[RFC/RFT PATCH 6/6] ARM: p2v: reduce p2v alignment requirement to 2 MiB

Ard Biesheuvel <ardb@xxxxxxxxxx> · Fri, 18 Sep 2020 13:31:02 +0300

Update the p2v patching code so we can deal with displacements that are
not a multiple of 16 MiB but of 2 MiB, to prevent wasting of up to 14 MiB
of physical RAM when running on a platform where the start of memory is
not correctly aligned.

For the ARM code path, this simply comes down to using two add/sub
instructions instead of one for the carryless version, and patching
each of them with the correct immediate depending on the rotation
field. For the LPAE calculation, it patches the MOVW instruction with
up to 12 bits of offset.

For the Thumb2 code path, patching more than 11 bits off displacement
is somewhat cumbersome, and given that 11 bits produce a minimum
alignment of 2 MiB, which is also the granularity for LPAE block
mappings, it makes sense to stick to 2 MiB for the new p2v requirement.

Suggested-by: Zhen Lei <thunder.leizhen@xxxxxxxxxx>
Signed-off-by: Ard Biesheuvel <ardb@xxxxxxxxxx>
---
 arch/arm/Kconfig              |  2 +-
 arch/arm/include/asm/memory.h | 15 +++++++-----
 arch/arm/kernel/head.S        | 24 +++++++++++++++-----
 3 files changed, 28 insertions(+), 13 deletions(-)

## Supplied material
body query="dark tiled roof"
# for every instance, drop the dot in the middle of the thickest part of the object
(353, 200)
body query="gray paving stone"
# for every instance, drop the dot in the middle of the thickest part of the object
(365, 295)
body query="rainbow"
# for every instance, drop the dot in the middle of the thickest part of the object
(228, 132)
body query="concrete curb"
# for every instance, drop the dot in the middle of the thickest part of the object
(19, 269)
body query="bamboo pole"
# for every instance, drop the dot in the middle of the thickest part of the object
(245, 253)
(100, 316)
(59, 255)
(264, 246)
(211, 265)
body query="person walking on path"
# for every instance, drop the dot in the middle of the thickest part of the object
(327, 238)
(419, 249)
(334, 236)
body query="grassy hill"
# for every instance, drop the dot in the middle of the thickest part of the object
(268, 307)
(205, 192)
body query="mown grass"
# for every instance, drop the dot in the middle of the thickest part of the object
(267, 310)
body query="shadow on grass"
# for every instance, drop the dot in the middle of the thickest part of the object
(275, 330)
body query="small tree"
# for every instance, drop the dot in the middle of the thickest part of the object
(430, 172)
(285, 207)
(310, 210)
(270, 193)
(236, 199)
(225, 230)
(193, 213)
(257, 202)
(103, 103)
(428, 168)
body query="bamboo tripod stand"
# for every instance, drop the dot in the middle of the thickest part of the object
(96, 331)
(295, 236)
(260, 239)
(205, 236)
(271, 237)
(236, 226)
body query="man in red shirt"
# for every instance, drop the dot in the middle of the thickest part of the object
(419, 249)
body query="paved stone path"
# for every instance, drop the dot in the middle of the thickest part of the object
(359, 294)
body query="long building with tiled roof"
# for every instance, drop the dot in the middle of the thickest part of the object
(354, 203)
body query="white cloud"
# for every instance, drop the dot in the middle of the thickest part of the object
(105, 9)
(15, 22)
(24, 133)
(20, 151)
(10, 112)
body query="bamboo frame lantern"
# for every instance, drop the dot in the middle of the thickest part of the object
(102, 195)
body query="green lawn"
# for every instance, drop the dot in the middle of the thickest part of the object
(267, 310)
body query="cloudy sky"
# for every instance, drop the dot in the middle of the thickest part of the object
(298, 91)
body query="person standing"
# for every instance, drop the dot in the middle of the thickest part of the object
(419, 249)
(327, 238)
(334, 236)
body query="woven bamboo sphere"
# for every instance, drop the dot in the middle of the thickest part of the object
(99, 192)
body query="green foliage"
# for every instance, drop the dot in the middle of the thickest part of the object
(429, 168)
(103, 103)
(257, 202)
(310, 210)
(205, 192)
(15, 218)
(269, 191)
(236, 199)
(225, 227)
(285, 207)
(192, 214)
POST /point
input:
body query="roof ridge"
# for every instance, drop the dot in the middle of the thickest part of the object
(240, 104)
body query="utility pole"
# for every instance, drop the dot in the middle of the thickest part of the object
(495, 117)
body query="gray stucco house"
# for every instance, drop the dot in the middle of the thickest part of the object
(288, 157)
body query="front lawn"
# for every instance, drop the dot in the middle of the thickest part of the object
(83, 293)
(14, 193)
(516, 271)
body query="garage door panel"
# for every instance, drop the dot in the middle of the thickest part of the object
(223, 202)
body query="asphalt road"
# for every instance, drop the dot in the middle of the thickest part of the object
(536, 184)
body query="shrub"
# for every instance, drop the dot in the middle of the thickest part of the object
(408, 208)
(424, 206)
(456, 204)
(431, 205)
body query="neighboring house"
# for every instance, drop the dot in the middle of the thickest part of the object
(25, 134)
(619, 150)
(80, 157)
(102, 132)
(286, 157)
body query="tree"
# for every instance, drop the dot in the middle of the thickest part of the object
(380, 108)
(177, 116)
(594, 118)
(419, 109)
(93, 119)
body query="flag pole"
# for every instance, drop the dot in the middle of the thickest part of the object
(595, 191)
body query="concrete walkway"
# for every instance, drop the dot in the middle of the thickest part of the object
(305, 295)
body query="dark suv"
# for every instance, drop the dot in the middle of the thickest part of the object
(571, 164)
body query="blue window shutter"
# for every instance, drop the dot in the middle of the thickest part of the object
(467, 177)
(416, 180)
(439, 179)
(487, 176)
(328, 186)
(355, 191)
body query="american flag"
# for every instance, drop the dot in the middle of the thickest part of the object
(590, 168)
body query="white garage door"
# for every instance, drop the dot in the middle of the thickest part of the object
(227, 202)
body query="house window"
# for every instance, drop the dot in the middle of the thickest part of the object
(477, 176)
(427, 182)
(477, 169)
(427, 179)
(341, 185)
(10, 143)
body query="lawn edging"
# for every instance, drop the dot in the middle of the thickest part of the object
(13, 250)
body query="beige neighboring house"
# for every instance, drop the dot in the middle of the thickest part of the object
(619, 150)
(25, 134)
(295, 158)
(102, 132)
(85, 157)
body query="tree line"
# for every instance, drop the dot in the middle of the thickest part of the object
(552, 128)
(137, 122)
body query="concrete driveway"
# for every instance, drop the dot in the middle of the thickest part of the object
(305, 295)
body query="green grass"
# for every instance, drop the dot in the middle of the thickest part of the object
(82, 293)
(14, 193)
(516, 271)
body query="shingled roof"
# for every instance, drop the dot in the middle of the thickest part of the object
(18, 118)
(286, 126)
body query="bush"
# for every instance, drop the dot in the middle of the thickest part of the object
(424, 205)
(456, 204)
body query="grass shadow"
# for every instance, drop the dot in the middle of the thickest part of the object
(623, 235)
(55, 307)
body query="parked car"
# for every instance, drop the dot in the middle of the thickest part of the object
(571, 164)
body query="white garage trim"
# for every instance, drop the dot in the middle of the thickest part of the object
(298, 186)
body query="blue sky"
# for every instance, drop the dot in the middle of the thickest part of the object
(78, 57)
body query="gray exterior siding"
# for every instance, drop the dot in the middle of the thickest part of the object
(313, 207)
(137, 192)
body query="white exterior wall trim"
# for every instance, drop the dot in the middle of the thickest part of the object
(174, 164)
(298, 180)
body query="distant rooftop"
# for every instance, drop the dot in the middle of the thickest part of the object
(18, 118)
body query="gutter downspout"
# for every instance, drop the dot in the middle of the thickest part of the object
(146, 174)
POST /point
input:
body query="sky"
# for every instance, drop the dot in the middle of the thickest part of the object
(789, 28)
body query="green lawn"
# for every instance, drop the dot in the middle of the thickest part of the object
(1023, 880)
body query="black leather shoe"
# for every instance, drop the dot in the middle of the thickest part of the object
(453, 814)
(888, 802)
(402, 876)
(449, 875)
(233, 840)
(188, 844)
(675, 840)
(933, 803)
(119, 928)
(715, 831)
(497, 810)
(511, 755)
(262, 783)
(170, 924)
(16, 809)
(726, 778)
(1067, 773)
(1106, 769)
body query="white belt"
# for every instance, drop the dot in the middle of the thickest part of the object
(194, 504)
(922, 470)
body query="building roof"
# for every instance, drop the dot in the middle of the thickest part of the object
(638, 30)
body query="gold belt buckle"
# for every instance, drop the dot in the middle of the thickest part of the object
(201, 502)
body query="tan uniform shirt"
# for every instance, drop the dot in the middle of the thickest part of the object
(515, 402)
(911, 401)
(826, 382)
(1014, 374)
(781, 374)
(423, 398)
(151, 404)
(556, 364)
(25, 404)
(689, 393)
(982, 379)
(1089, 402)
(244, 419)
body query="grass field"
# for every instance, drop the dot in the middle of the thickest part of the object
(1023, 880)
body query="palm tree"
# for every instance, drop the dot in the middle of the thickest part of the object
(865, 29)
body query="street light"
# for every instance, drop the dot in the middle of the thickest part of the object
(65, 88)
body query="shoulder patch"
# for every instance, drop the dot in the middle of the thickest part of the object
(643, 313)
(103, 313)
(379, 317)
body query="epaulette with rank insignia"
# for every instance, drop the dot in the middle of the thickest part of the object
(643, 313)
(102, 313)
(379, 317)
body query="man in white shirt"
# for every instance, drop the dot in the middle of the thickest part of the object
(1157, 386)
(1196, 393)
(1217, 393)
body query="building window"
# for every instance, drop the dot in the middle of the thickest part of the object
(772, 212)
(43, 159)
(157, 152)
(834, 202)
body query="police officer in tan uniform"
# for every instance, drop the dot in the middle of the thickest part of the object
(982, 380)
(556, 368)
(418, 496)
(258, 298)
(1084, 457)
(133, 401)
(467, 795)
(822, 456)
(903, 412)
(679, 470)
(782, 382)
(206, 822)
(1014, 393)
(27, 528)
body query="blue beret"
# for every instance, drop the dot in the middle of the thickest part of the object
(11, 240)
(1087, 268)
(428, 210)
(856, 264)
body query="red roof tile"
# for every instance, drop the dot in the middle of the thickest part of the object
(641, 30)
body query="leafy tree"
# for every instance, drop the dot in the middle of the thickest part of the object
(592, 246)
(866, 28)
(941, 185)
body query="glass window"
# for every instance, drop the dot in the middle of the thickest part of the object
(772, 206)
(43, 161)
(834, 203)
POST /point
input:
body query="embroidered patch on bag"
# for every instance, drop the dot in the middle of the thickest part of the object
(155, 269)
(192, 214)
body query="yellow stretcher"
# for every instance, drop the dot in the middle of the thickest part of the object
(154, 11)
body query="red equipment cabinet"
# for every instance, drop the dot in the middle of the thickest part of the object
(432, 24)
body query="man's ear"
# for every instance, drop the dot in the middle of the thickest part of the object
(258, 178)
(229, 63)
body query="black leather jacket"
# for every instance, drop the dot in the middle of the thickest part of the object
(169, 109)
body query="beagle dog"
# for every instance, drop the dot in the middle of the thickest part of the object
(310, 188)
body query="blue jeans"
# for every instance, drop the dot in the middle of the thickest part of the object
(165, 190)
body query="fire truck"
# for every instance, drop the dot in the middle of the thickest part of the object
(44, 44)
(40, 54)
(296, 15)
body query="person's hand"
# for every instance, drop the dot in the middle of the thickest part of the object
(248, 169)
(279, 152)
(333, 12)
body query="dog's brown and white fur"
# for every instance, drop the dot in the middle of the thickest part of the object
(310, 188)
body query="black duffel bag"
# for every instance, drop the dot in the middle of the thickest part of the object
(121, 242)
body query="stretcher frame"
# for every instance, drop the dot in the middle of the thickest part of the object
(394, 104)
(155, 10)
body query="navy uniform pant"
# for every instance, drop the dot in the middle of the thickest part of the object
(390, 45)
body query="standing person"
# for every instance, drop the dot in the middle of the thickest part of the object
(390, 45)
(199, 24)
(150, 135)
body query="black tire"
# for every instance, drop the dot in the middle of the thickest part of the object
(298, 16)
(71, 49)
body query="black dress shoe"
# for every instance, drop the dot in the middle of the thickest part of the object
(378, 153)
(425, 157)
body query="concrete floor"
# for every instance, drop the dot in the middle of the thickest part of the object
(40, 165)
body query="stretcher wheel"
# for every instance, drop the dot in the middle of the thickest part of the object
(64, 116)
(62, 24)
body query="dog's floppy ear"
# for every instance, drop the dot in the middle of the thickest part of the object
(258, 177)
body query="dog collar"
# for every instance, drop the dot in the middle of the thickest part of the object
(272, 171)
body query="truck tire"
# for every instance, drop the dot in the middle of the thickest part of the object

## Set problem 1
Reproduce the stretch of the p2v patch message from "Suggested-by: Zhen Lei" through "insertions(+), 13 deletions(-)", word for word.
## Set problem 2
According to the p2v patch message, why does the Thumb2 code path settle on 2 MiB as the new alignment requirement?
## Set problem 3
Write the next part of the p2v patch message, starting right after its final line.
The entries play no part in what follows.

## Result 1
Suggested-by: Zhen Lei <thunder.leizhen@xxxxxxxxxx>
Signed-off-by: Ard Biesheuvel <ardb@xxxxxxxxxx>
---
 arch/arm/Kconfig              |  2 +-
 arch/arm/include/asm/memory.h | 15 +++++++-----
 arch/arm/kernel/head.S        | 24 +++++++++++++++-----
 3 files changed, 28 insertions(+), 13 deletions(-)

## Result 2
Patching more than 11 bits of displacement is cumbersome on the Thumb2 code path. Those 11 bits give a minimum alignment of 2 MiB, which is also the granularity of LPAE block mappings, so 2 MiB makes sense as the new p2v requirement.

## Result 3
diff --git a/arch/arm/Kconfig b/arch/arm/Kconfig
index e00d94b16658..c4737a0e613b 100644
--- a/arch/arm/Kconfig
+++ b/arch/arm/Kconfig
@@ -240,7 +240,7 @@ config ARM_PATCH_PHYS_VIRT
 	  kernel in system memory.
 
 	  This can only be used with non-XIP MMU kernels where the base
-	  of physical memory is at a 16MB boundary.
+	  of physical memory is at a 2MiB boundary.
 
 	  Only disable this option if you know that you do not require
 	  this feature (eg, building a kernel for a single machine) and
diff --git a/arch/arm/include/asm/memory.h b/arch/arm/include/asm/memory.h
index 7184a2540816..5da01e7f0d8a 100644
--- a/arch/arm/include/asm/memory.h
+++ b/arch/arm/include/asm/memory.h
@@ -173,6 +173,7 @@ extern unsigned long vectors_base;
  * so that all we need to do is modify the 8-bit constant field.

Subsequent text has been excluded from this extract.